Instructions to follow —
Every record must appear in the response exactly as given.

*** Record set ***

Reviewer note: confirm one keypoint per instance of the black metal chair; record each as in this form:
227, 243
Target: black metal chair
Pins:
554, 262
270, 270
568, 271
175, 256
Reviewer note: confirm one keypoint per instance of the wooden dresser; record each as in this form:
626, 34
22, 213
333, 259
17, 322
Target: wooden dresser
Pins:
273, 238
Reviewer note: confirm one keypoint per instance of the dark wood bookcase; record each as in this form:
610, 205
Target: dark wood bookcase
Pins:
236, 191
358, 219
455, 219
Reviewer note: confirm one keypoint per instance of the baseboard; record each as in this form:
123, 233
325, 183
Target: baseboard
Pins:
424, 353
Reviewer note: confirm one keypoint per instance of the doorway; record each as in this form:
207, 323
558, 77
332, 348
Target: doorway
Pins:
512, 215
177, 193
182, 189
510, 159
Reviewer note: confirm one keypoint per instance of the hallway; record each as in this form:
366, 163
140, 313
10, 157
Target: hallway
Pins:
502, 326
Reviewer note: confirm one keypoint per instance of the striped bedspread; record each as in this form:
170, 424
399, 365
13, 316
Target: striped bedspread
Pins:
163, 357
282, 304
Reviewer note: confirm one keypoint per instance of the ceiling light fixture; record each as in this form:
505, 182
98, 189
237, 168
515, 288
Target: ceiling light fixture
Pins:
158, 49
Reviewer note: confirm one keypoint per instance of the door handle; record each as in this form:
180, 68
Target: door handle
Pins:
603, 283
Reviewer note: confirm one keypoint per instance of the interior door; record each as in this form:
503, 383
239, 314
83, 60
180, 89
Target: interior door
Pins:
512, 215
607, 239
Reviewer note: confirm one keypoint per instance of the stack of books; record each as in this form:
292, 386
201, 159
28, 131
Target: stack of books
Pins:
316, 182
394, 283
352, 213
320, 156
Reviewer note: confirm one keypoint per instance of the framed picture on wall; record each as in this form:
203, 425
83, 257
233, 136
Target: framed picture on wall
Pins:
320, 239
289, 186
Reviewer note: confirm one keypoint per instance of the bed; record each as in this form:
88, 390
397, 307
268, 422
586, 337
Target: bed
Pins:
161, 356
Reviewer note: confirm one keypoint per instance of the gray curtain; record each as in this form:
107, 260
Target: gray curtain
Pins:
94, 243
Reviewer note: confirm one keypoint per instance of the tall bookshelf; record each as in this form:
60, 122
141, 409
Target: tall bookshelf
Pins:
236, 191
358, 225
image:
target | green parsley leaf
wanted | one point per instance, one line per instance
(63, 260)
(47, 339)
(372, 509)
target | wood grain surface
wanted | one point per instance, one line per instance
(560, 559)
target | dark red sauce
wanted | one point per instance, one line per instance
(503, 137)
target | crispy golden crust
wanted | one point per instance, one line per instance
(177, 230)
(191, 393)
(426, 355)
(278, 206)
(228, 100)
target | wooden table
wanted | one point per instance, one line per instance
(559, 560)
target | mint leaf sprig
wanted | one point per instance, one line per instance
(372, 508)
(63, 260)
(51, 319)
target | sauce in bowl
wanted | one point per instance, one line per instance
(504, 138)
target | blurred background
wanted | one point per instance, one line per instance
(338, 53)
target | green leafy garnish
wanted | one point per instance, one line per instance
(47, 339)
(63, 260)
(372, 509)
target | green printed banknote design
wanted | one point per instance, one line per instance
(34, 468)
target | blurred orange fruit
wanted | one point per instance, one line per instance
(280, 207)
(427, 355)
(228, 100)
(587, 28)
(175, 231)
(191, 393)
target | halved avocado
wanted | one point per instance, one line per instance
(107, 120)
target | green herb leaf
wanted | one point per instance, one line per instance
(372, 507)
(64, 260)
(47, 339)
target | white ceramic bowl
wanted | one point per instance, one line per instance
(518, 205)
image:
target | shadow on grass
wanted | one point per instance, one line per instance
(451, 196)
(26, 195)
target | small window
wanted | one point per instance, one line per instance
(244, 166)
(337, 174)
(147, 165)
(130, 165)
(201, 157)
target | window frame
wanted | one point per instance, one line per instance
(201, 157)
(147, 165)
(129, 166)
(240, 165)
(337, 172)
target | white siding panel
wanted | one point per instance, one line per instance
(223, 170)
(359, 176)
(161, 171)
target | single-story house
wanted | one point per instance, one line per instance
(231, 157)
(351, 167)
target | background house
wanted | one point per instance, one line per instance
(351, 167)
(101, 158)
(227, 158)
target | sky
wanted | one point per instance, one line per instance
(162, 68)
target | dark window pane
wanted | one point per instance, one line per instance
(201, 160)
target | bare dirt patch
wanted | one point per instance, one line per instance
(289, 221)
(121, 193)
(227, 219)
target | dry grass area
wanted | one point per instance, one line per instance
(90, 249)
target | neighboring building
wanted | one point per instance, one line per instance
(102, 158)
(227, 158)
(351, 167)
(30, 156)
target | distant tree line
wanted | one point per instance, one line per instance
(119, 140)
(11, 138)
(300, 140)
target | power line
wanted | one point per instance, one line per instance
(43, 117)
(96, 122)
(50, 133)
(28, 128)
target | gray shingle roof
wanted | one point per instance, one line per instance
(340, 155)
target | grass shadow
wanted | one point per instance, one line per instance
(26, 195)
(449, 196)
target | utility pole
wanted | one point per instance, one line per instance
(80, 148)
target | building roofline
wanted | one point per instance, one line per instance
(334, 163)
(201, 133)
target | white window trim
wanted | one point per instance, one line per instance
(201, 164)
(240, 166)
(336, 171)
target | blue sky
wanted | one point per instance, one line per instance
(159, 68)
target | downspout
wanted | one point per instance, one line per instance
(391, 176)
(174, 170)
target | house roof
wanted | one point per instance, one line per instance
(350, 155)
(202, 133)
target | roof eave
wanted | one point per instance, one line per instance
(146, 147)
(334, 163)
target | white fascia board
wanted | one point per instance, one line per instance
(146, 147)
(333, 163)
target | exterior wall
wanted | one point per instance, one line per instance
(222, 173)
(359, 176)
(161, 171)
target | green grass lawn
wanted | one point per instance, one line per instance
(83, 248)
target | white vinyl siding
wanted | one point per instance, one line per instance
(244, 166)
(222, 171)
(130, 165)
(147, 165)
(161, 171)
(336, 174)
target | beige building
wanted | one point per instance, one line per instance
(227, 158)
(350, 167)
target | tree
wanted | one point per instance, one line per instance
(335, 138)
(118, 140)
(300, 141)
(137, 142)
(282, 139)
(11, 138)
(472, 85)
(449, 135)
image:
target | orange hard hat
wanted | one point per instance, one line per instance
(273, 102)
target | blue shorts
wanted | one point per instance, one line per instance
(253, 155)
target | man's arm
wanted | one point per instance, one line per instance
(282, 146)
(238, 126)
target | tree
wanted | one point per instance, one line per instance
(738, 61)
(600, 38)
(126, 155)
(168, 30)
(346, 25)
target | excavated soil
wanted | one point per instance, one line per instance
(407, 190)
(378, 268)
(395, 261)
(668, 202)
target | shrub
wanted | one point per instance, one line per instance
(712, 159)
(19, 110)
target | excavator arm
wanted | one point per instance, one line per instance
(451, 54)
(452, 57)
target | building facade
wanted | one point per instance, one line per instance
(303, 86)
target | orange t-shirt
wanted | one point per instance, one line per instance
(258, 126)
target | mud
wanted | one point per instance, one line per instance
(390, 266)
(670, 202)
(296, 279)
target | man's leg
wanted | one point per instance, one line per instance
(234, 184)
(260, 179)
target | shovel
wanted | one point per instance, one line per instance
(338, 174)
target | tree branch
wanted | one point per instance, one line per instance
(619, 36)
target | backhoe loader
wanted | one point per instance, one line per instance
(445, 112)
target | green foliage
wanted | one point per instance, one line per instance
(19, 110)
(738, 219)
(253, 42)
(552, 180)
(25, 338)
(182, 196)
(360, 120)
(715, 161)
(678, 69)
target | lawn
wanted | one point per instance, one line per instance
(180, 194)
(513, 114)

*** End of Record set ***

Finished task —
Reviewer note: confirm one keypoint per instance of the black metal chair; record each as in this form:
227, 243
Target: black metal chair
Pins:
554, 262
270, 270
568, 271
175, 256
Reviewer note: confirm one keypoint per instance of the wooden dresser; record each as in this form:
626, 34
22, 213
333, 259
17, 322
Target: wooden dresser
Pins:
273, 238
Reviewer note: confirm one keypoint per instance of the dark wood bookcase; record each as in this form:
610, 205
Target: dark wood bookcase
Pins:
236, 191
358, 219
455, 219
Reviewer note: confirm one keypoint per instance of the baseboard; record each as in this form:
123, 233
325, 183
Target: baseboard
Pins:
424, 353
Reviewer note: confirm one keypoint per instance of the doorway; record each as in this form:
207, 323
558, 77
332, 348
Target: doorway
Pins:
512, 215
177, 193
182, 189
510, 159
Reviewer note: confirm one keypoint per instance of the hallway; record each as in this form:
366, 163
140, 313
10, 157
Target: hallway
Pins:
502, 326
Reviewer note: confirm one keypoint per instance of the striped bedspread; record each as in this form:
170, 424
399, 365
13, 316
Target: striped bedspread
Pins:
163, 357
282, 304
Reviewer note: confirm one keypoint per instance of the ceiling light fixture; record each as in this form:
505, 182
98, 189
237, 168
515, 288
Target: ceiling light fixture
Pins:
158, 49
Reviewer note: confirm one keypoint per instance of the door handle; record each as in this form:
180, 68
Target: door handle
Pins:
603, 283
Reviewer note: confirm one keypoint per instance of the interior door; record each as in this form:
503, 383
239, 314
83, 60
180, 89
Target: interior door
Pins:
512, 215
607, 239
Reviewer note: confirm one keypoint per instance of the stack of books; record each as in this form:
292, 386
201, 159
28, 131
Target: stack of books
Pins:
316, 182
394, 283
352, 213
320, 156
Reviewer note: confirm one keypoint per instance of the framed picture on wall; record each as in this form:
203, 425
83, 257
233, 136
Target: framed picture on wall
Pins:
320, 239
289, 186
Reviewer note: confirm one keypoint per instance of the bed; record each as in this form:
88, 390
397, 307
268, 422
586, 337
Target: bed
Pins:
161, 356
Reviewer note: confirm one keypoint per instance of the gray curtain; record each as in this form:
107, 260
Target: gray curtain
Pins:
94, 243
Reviewer note: confirm one keypoint per instance of the tall bookshelf; record each as in this form:
60, 122
141, 409
Target: tall bookshelf
Pins:
236, 191
358, 225
image:
target | green parsley leaf
wanted | one point per instance, one line per instance
(63, 260)
(47, 339)
(372, 509)
target | wood grain surface
wanted | one point per instance, one line per instance
(560, 559)
target | dark red sauce
wanted | one point per instance, one line per instance
(503, 137)
target | crispy golden crust
wanted | one point per instance, one line per instance
(177, 230)
(191, 393)
(426, 355)
(278, 206)
(228, 100)
target | wooden table
wanted | one point per instance, one line per instance
(559, 560)
target | mint leaf sprig
wanted | one point per instance, one line per instance
(372, 508)
(63, 260)
(51, 319)
target | sauce in bowl
wanted | one point per instance, one line per instance
(504, 138)
target | blurred background
wanted | one point per instance, one line per instance
(338, 53)
target | green leafy garnish
wanted | one point per instance, one line per instance
(47, 339)
(63, 260)
(372, 509)
target | green printed banknote design
wanted | one point per instance, one line per instance
(34, 468)
target | blurred orange fruit
wanted | one point per instance, one line per instance
(280, 207)
(427, 355)
(228, 100)
(587, 28)
(175, 231)
(191, 393)
target | halved avocado
wanted | one point per instance, one line per instance
(107, 120)
target | green herb leaf
wanted | one point per instance, one line per instance
(372, 507)
(64, 260)
(47, 339)
target | white ceramic bowl
wanted | one point per instance, one line per instance
(518, 205)
image:
target | shadow on grass
wanted | one point per instance, one line per instance
(451, 196)
(26, 195)
target | small window
wanted | one point per instance, one line per instance
(244, 166)
(337, 174)
(147, 165)
(130, 165)
(201, 157)
target | window frame
wanted | one point per instance, one line per instance
(201, 157)
(147, 165)
(129, 166)
(240, 165)
(337, 172)
target | white siding panel
wanted | one point per instance, one line per instance
(223, 170)
(359, 176)
(161, 171)
target | single-story house
wanted | one point per instance, one line per instance
(231, 157)
(351, 167)
target | background house
wanted | one point per instance, one line per instance
(351, 167)
(101, 158)
(227, 158)
target | sky
wanted | one point per instance, one line per instance
(162, 68)
target | dark window pane
wanted | one point per instance, one line per instance
(201, 160)
target | bare dirt patch
wanted | one point per instance, one line per instance
(289, 221)
(121, 193)
(227, 219)
target | dry grass area
wanted | one point per instance, one line per instance
(90, 249)
target | neighboring building
wanted | one point per instance, one line per instance
(102, 158)
(227, 158)
(351, 167)
(30, 156)
target | distant tree line
wanted | one point per instance, one line per instance
(119, 140)
(11, 138)
(300, 140)
target | power line
wanted | one point per instance, one line per instance
(43, 117)
(96, 122)
(50, 133)
(28, 128)
target | gray shingle roof
wanted | one point per instance, one line per instance
(340, 155)
target | grass shadow
wanted | one point per instance, one line per instance
(26, 195)
(449, 196)
target | utility pole
wanted | one point per instance, one line per instance
(80, 148)
target | building roofline
wanted | one point per instance, one line per instance
(334, 163)
(201, 133)
target | white window trim
wanted | one point per instance, one line per instance
(201, 164)
(240, 166)
(336, 171)
target | blue sky
wanted | one point per instance, one line per instance
(159, 68)
target | downspout
wanted | one point per instance, one line per instance
(391, 176)
(174, 170)
target | house roof
wanted | one point per instance, one line per instance
(350, 155)
(202, 133)
target | roof eave
wanted | one point per instance, one line per instance
(146, 147)
(334, 163)
target | white fascia board
wanted | one point per instance, one line per instance
(146, 147)
(333, 163)
target | exterior wall
wanted | one point per instance, one line per instance
(222, 173)
(359, 176)
(161, 171)
target | green grass lawn
wanted | one point per instance, one line per instance
(83, 248)
target | white vinyl siding
wanted | one point per instance, one line per instance
(244, 166)
(222, 171)
(130, 165)
(147, 165)
(161, 171)
(336, 174)
target | beige building
wanted | one point per instance, one line per instance
(227, 158)
(350, 167)
target | tree
wanted | one point per instance, one line per instance
(335, 138)
(118, 140)
(300, 141)
(137, 142)
(282, 139)
(11, 138)
(472, 85)
(449, 135)
image:
target | orange hard hat
wanted | one point per instance, one line per instance
(273, 102)
target | blue shorts
wanted | one point per instance, one line per instance
(253, 155)
target | man's arm
wanted | one point per instance, one line per instance
(282, 146)
(238, 126)
target | tree
wanted | one point per instance, one line per instance
(738, 61)
(600, 38)
(126, 155)
(168, 30)
(346, 25)
target | excavated soil
wanted | one point per instance, one line per instance
(407, 190)
(378, 268)
(395, 261)
(668, 202)
target | shrub
wanted | one point per instance, one line per instance
(712, 159)
(19, 110)
target | excavator arm
wanted | one point per instance, one line per instance
(451, 54)
(452, 57)
target | building facade
wanted | one point per instance, one line per instance
(303, 86)
target | orange t-shirt
wanted | one point per instance, one line per instance
(258, 126)
target | mud
wanted | one point per instance, one line per instance
(390, 266)
(670, 202)
(296, 279)
target | man's leg
wanted | one point per instance, one line per instance
(234, 184)
(260, 179)
target | shovel
wanted | one point per instance, one line per instance
(338, 174)
target | tree branch
wanted | one point per instance, one line per instance
(619, 36)
target | backhoe loader
wanted | one point per instance, one line per instance
(445, 112)
target | green foliage
wanted | one point per instance, one line per instance
(19, 110)
(738, 219)
(253, 42)
(552, 180)
(25, 338)
(182, 196)
(360, 120)
(715, 161)
(678, 69)
target | lawn
wanted | one point per instance, one line per instance
(180, 194)
(513, 114)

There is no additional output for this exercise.